The request:
Lay out the records below as a Markdown table with the columns Row and Line, numbering each line and skipping blank lines. Include only the lines from the one containing "Readme: the locator spots each instance of the yellow" through the end of the records, both ends included.

Supplied material:
········

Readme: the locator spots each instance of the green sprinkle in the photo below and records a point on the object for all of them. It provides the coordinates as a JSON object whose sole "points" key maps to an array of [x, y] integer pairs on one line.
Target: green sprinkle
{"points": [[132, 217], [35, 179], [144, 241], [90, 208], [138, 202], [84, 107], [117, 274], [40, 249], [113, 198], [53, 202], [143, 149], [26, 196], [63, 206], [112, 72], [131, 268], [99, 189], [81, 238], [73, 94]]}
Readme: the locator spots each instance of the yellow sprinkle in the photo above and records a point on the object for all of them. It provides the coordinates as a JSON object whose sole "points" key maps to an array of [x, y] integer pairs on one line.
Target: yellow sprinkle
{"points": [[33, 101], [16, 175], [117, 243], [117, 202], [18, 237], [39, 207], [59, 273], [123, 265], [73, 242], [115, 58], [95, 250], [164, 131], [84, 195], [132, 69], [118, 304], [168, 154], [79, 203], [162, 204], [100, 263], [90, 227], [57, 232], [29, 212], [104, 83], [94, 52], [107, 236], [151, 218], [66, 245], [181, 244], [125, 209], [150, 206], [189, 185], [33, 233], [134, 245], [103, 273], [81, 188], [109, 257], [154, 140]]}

········

Correct result:
| Row | Line |
|---|---|
| 1 | Readme: the locator spots each instance of the yellow sprinkle in the photo above and records a point on the object for all of them. It provides the coordinates as a JSON object whose sole "points" key maps to an array of [x, y] integer pairs on one line. |
| 2 | Target: yellow sprinkle |
| 3 | {"points": [[33, 101], [16, 175], [117, 243], [117, 202], [18, 237], [39, 207], [59, 273], [123, 265], [73, 242], [115, 58], [95, 250], [164, 131], [84, 195], [132, 69], [118, 304], [168, 154], [79, 203], [162, 204], [100, 263], [90, 227], [57, 232], [29, 212], [104, 83], [94, 52], [107, 236], [151, 218], [66, 245], [181, 244], [125, 209], [150, 206], [189, 185], [33, 233], [134, 245], [103, 273], [81, 188], [109, 257], [154, 140]]} |